Dataset entries =
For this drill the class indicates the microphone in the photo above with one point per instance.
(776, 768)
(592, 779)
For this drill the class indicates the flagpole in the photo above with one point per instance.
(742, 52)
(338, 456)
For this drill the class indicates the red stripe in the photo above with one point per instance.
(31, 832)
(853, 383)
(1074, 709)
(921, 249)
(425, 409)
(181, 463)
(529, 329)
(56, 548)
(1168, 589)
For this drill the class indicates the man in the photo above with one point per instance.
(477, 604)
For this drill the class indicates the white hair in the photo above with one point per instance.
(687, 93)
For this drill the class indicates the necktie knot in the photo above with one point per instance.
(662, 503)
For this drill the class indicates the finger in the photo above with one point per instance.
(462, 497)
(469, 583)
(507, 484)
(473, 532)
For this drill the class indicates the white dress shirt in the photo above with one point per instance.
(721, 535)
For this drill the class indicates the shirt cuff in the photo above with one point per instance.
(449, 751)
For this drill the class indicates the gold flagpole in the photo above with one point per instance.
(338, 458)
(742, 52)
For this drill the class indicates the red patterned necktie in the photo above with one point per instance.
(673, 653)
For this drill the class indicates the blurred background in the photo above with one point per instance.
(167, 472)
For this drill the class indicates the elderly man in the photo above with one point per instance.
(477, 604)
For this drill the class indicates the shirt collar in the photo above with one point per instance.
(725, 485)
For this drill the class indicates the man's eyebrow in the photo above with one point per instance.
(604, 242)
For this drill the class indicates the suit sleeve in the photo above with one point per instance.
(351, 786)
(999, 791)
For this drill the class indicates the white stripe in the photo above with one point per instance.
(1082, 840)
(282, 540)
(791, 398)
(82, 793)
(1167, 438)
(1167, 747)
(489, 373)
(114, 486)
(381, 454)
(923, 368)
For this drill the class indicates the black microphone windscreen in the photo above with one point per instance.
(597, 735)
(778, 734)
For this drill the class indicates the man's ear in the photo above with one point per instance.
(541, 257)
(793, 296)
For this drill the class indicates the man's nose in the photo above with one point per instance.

WHAT IS EXPECTED =
Nothing in the data may be left out; copy every line exactly.

SOLUTION FOR THIS TASK =
For this drill the class indicates the microphone in the photo above with one point per instance.
(776, 768)
(592, 779)
For this drill the class indicates the flagpole in the photo above with one point per instance.
(742, 52)
(338, 456)
For this drill the class indicates the red stripe in the photo above with one point per instance.
(31, 832)
(853, 383)
(1074, 709)
(921, 249)
(425, 409)
(181, 463)
(529, 329)
(56, 548)
(1168, 589)
For this drill the class indicates the man in the photo above with one point per instance.
(477, 604)
For this drill the class indicates the white hair in the photo above with one point per instance.
(687, 93)
For this drill the class indicates the necktie knot in the photo above with one point per instance.
(662, 503)
For this drill the class indicates the finger in the photo above with one point per instance.
(462, 497)
(469, 583)
(507, 484)
(473, 532)
For this drill the class indicates the white dress shirt in the photo above with one point per instance.
(721, 535)
For this drill the class indicates the shirt cuff in the photo above with one point per instance.
(449, 751)
For this drill the class indicates the gold flagpole in the photo above with one point per instance.
(338, 458)
(742, 52)
For this drill the class indicates the red patterned necktie in the photo above with one point per instance.
(673, 653)
For this drill the class indicates the blurred background in the photo above with one point per instance.
(167, 472)
For this drill the class indicates the elderly man in the photo above with one point per instance.
(477, 604)
For this drill the class indicates the shirt collar in the photo above with one point per instance.
(725, 485)
For this drill the class indicates the man's eyebrow in the photo above with one point per instance.
(604, 242)
For this drill the class indicates the suit sleeve in the photo above with one point per instance.
(351, 786)
(999, 791)
For this drill the class indicates the white stripe in the photo above with one point per instance.
(1082, 840)
(282, 540)
(791, 398)
(82, 793)
(1167, 438)
(1167, 747)
(489, 373)
(114, 486)
(381, 454)
(923, 368)
For this drill the class indicates the black microphone windscreen in the photo above with one point per instance.
(597, 735)
(778, 734)
For this drill the class indicates the man's ear in the photo above with one point per instance.
(541, 257)
(793, 296)
For this drill the class indicates the man's nose in the photo above with one point per instance.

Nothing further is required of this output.